Extract every row below and reproduce each one verbatim, without altering any character.

((

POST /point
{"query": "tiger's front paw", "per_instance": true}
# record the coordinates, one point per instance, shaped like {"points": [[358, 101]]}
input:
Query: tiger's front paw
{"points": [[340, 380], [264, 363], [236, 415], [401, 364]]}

))

### TASK ANSWER
POST /point
{"query": "tiger's front paw", "per_instance": true}
# record the coordinates, one point per instance, shaped like {"points": [[358, 101]]}
input:
Query: tiger's front paw
{"points": [[340, 380], [264, 363], [236, 415], [401, 364]]}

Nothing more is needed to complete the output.